→ **Task goal**: Rewrite the rows below as one numbered list with no blank lines, and leave the pictures out of your answer.

→ **Exercise data**:
=-=-=-=-=

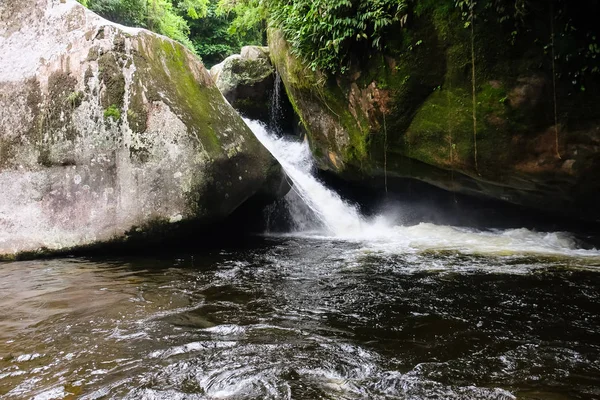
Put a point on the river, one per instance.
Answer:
(340, 306)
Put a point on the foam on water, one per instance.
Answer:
(320, 213)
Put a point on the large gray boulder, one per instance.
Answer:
(108, 131)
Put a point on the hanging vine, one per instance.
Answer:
(468, 8)
(552, 45)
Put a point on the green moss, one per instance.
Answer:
(187, 89)
(112, 112)
(75, 98)
(111, 75)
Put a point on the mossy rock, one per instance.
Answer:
(414, 111)
(246, 80)
(123, 132)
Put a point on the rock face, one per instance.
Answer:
(411, 113)
(246, 80)
(107, 131)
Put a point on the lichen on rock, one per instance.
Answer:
(105, 130)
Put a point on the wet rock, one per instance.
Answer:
(409, 113)
(108, 132)
(246, 80)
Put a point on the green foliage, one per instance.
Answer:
(324, 33)
(167, 17)
(213, 39)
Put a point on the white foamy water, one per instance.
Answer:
(321, 213)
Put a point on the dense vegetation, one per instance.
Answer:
(329, 35)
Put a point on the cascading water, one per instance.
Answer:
(329, 210)
(318, 212)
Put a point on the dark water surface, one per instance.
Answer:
(304, 319)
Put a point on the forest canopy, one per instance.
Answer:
(328, 34)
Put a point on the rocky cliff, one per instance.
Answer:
(107, 132)
(520, 131)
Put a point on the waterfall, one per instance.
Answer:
(312, 204)
(319, 212)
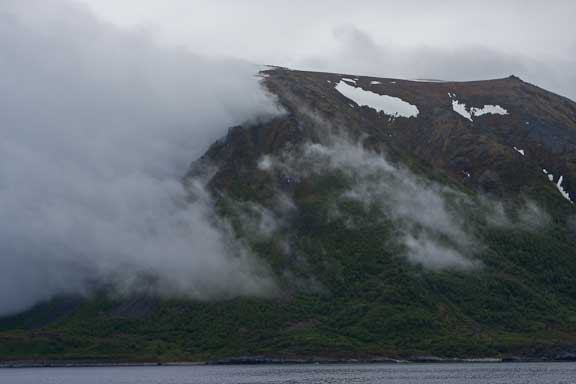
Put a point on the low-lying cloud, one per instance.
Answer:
(98, 125)
(357, 53)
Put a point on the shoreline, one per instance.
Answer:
(273, 361)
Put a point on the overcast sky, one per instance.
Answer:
(458, 40)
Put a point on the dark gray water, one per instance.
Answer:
(541, 373)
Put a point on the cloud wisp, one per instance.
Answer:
(98, 127)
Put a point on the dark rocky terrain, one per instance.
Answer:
(389, 237)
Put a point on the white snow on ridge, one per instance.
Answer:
(558, 185)
(520, 151)
(461, 109)
(390, 105)
(470, 113)
(565, 194)
(488, 109)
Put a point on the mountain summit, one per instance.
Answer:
(397, 218)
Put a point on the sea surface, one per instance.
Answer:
(518, 373)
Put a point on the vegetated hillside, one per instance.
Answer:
(448, 231)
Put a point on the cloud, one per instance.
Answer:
(358, 53)
(433, 234)
(98, 125)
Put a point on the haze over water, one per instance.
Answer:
(520, 373)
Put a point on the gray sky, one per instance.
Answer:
(536, 39)
(100, 121)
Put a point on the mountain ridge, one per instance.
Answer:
(348, 206)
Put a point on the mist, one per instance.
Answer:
(357, 52)
(98, 125)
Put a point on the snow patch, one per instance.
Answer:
(461, 109)
(520, 151)
(564, 193)
(488, 109)
(558, 185)
(470, 113)
(390, 105)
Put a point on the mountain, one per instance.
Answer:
(399, 218)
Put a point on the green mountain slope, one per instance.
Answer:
(389, 237)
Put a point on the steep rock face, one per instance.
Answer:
(490, 152)
(390, 237)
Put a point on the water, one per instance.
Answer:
(539, 373)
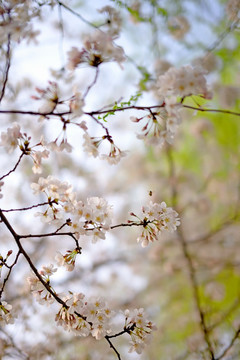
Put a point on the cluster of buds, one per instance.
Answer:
(83, 317)
(67, 260)
(39, 289)
(139, 328)
(157, 219)
(90, 217)
(91, 146)
(6, 315)
(98, 48)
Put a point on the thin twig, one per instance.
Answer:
(229, 346)
(8, 63)
(76, 14)
(92, 84)
(9, 273)
(29, 207)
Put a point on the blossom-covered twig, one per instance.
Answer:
(8, 64)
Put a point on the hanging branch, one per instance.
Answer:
(8, 64)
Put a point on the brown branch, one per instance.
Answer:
(24, 253)
(229, 346)
(9, 273)
(100, 111)
(8, 64)
(222, 111)
(190, 266)
(195, 293)
(76, 14)
(30, 207)
(113, 347)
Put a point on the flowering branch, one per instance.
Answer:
(18, 162)
(8, 64)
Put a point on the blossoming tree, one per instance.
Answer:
(129, 135)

=-=-=-=-=

→ **Result**:
1. Put a point on the river, one per instance.
2. Answer:
3. (340, 306)
4. Put a point on the foam on water, one per instance.
5. Answer:
6. (320, 213)
7. Put a point on the large gray boulder, one per instance.
8. Answer:
9. (108, 131)
10. Put a point on the hanging vine, one per instance.
11. Answer:
12. (468, 8)
13. (552, 45)
14. Put a point on the green moss, one per instance.
15. Answer:
16. (187, 89)
17. (112, 112)
18. (75, 98)
19. (111, 75)
20. Put a point on the mossy rock, one per instance.
21. Answer:
22. (414, 111)
23. (246, 80)
24. (123, 132)
25. Put a point on the rock face, one per instance.
26. Answer:
27. (411, 113)
28. (246, 80)
29. (107, 131)
30. Put a point on the lichen on rock, one per instance.
31. Answer:
32. (105, 130)
33. Put a point on the wet rock, one per instance.
34. Answer:
35. (409, 113)
36. (108, 132)
37. (246, 80)
38. Put a point on the green foliage, one per instance.
39. Answer:
40. (324, 33)
41. (167, 17)
42. (213, 39)
43. Put a point on the white foamy water, one per instance.
44. Answer:
45. (321, 213)
46. Put a point on the dense vegetation, one per instance.
47. Answer:
48. (329, 35)
49. Put a point on the cascading water, one per instance.
50. Answer:
51. (329, 210)
52. (318, 212)
53. Put a point on the dark water surface, one per instance.
54. Answer:
55. (304, 319)
56. Put a point on the forest canopy, one per instance.
57. Answer:
58. (328, 34)
59. Put a point on the rocky cliff, one per instance.
60. Answer:
61. (107, 132)
62. (520, 131)
63. Put a point on the waterfall, one per instance.
64. Answer:
65. (312, 204)
66. (319, 212)
67. Put a point on the low-lying cloud, one per instance.
68. Answer:
69. (98, 125)
70. (357, 53)
71. Put a point on the shoreline, one per instance.
72. Answer:
73. (273, 361)
74. Put a point on the overcast sky, one per instance.
75. Answer:
76. (458, 40)
77. Put a point on the dark gray water, one per instance.
78. Answer:
79. (541, 373)
80. Put a point on the cloud wisp, one per instance.
81. Answer:
82. (98, 127)
83. Put a point on the dark rocky terrain, one per instance.
84. Answer:
85. (389, 237)
86. Put a point on the white snow on ridge, one per instance.
87. Answer:
88. (558, 185)
89. (520, 151)
90. (461, 109)
91. (390, 105)
92. (470, 113)
93. (565, 194)
94. (488, 109)
95. Put a point on the mountain summit, one per instance.
96. Answer:
97. (397, 218)
98. Put a point on the sea surface, one per instance.
99. Answer:
100. (518, 373)
101. Put a point on the vegetated hillside, one per instance.
102. Answer:
103. (448, 231)
104. Put a point on the cloud, one per instance.
105. Answer:
106. (358, 53)
107. (433, 234)
108. (98, 125)
109. Put a point on the haze over water, one per instance.
110. Answer:
111. (520, 373)
112. Put a point on the gray sky, one per instance.
113. Answer:
114. (536, 39)
115. (100, 121)
116. Put a point on the mountain ridge, one per instance.
117. Answer:
118. (348, 206)
119. Put a point on the mist, one per instance.
120. Answer:
121. (357, 52)
122. (98, 125)
123. Put a point on the snow patch, one per instance.
124. Answer:
125. (461, 109)
126. (520, 151)
127. (564, 193)
128. (488, 109)
129. (558, 185)
130. (470, 113)
131. (390, 105)
132. Put a point on the mountain, one per instance.
133. Answer:
134. (399, 218)
135. Put a point on the green mountain slope, one per instance.
136. Answer:
137. (389, 237)
138. Put a point on the steep rock face, one per instance.
139. Answer:
140. (490, 152)
141. (390, 237)
142. Put a point on the water, one per instance.
143. Answer:
144. (539, 373)
145. Put a point on the cluster of buds, one per instance.
146. Answer:
147. (83, 317)
148. (67, 260)
149. (39, 289)
150. (139, 328)
151. (157, 219)
152. (90, 217)
153. (91, 146)
154. (6, 315)
155. (98, 48)
156. Put a point on the thin twig, one per instance.
157. Answer:
158. (229, 346)
159. (8, 63)
160. (76, 14)
161. (92, 84)
162. (9, 273)
163. (29, 207)
164. Put a point on the blossom-covered twig, one per instance.
165. Answer:
166. (8, 64)
167. Put a point on the hanging branch, one per instance.
168. Answer:
169. (8, 64)
170. Put a point on the brown branch, one per instance.
171. Answer:
172. (24, 253)
173. (229, 346)
174. (9, 273)
175. (100, 111)
176. (8, 64)
177. (222, 111)
178. (190, 266)
179. (195, 293)
180. (76, 14)
181. (30, 207)
182. (113, 347)
183. Put a point on the flowering branch, one per instance.
184. Answer:
185. (18, 162)
186. (8, 64)
187. Put a point on the blossoming tree, one per instance.
188. Answer:
189. (129, 135)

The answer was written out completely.